* [Do this]:
Reproduce the data below verbatim, line for line, but omit the pictures.

* [Dataset extract]:
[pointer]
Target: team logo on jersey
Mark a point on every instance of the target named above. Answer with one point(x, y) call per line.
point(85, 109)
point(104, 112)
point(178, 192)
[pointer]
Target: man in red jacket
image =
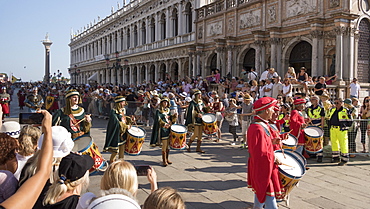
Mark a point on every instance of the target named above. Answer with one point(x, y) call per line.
point(263, 174)
point(297, 123)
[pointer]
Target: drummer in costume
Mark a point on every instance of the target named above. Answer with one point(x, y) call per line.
point(316, 115)
point(340, 121)
point(297, 123)
point(263, 174)
point(161, 128)
point(34, 101)
point(4, 101)
point(21, 97)
point(194, 120)
point(118, 124)
point(73, 117)
point(52, 100)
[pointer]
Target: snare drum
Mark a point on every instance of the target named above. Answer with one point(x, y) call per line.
point(178, 137)
point(313, 139)
point(135, 140)
point(85, 145)
point(290, 143)
point(291, 171)
point(209, 123)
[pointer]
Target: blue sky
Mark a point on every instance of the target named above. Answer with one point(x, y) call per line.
point(24, 23)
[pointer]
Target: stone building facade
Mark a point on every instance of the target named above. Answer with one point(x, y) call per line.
point(142, 40)
point(327, 37)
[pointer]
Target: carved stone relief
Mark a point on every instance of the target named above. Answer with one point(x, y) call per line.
point(272, 14)
point(299, 7)
point(214, 28)
point(250, 19)
point(230, 25)
point(200, 32)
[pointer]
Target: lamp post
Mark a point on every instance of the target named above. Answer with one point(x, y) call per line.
point(116, 65)
point(74, 73)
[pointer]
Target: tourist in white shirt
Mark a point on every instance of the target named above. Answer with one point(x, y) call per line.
point(277, 88)
point(268, 88)
point(272, 73)
point(354, 88)
point(264, 75)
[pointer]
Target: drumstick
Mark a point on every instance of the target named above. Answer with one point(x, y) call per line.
point(287, 165)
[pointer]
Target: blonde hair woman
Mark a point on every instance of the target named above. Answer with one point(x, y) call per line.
point(290, 74)
point(120, 174)
point(164, 198)
point(27, 145)
point(72, 176)
point(120, 178)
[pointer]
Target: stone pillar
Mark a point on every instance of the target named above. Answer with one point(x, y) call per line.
point(190, 63)
point(258, 55)
point(180, 15)
point(263, 58)
point(340, 30)
point(197, 65)
point(156, 71)
point(229, 59)
point(273, 42)
point(47, 43)
point(168, 23)
point(119, 41)
point(356, 37)
point(158, 27)
point(317, 52)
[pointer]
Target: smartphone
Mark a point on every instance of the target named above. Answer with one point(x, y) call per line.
point(142, 170)
point(31, 118)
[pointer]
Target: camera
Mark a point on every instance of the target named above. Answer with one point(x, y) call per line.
point(31, 118)
point(142, 170)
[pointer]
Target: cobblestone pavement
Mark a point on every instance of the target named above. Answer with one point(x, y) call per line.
point(217, 179)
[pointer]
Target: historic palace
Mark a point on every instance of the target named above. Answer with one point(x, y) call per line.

* [Task output]:
[pointer]
Target: team logo on jersey
Mark a point on every instance of the target named above. Answer with one point(x, y) call per line.
point(85, 109)
point(104, 112)
point(178, 192)
[pointer]
Target: man in red jacket
image =
Mark a point on every instance of the target named above. Answer with one point(x, y) call per line.
point(263, 174)
point(297, 123)
[pointer]
Target: drummer in costume
Mark a point on every instance of the target named above. Answer with one point(x, y) call per line.
point(316, 115)
point(340, 121)
point(297, 123)
point(263, 174)
point(161, 128)
point(34, 101)
point(4, 101)
point(21, 97)
point(194, 120)
point(118, 124)
point(73, 117)
point(52, 100)
[pointer]
Target: snare drum
Mark a point on every instance of the target named above. Answer with one point(x, y) call per line.
point(178, 137)
point(313, 139)
point(135, 140)
point(85, 145)
point(290, 143)
point(291, 171)
point(209, 123)
[pointer]
Target: blue sky
Mark a point on every instance of the target named above. Answer with one point(x, y) call per line.
point(24, 23)
[pointer]
Target: stone building facade
Mark a point on every instance of the target named above. Answer with one point(x, y) call per line.
point(142, 40)
point(327, 37)
[pointer]
Target: carved stone relief
Mark a point on every instance of the target named above. Answer with one point(x, y) call per line.
point(272, 14)
point(299, 7)
point(214, 28)
point(250, 19)
point(230, 25)
point(200, 32)
[pointer]
Target: lamp post
Mark a point on every instance of the target named above. Answer with one point(x, y) call per line.
point(116, 65)
point(74, 73)
[pointer]
Target: tourist in white shirt
Mark a point on every instance of the target named above. Answer with one point(x, y) call per line.
point(277, 88)
point(268, 88)
point(272, 73)
point(354, 88)
point(264, 75)
[pointer]
Target: drumstick
Mark a point on every instance of the target named above. Answer with one point(x, y) call per line.
point(287, 165)
[pointer]
Target: blonde hair woman
Mark a point on every instance of the target named above. Answer with one point(x, y) call per line.
point(290, 74)
point(120, 174)
point(164, 198)
point(27, 145)
point(72, 176)
point(120, 178)
[pointer]
Target: stone pillar
Mark a point on every instance of the target named above. Answer with one point(x, y) call per line.
point(190, 63)
point(258, 55)
point(180, 15)
point(263, 58)
point(340, 30)
point(197, 65)
point(156, 71)
point(229, 59)
point(273, 42)
point(47, 43)
point(168, 23)
point(119, 41)
point(356, 37)
point(158, 27)
point(317, 52)
[pointer]
Target: smartphone
Mark a point on every instance of the target named above. Answer with one point(x, y) call per line.
point(142, 170)
point(31, 118)
[pointer]
Target: camera
Mark a point on every instance of the target named above. Answer with one point(x, y) call per line.
point(31, 118)
point(142, 170)
[pointer]
Target: cobblestone pavement
Mark a point on every instance of the target named above. Answer with one point(x, y) call per line.
point(217, 179)
[pointer]
Target: historic palace
Mark a point on every instance of the target named above. Answer with one point(x, y) call per line.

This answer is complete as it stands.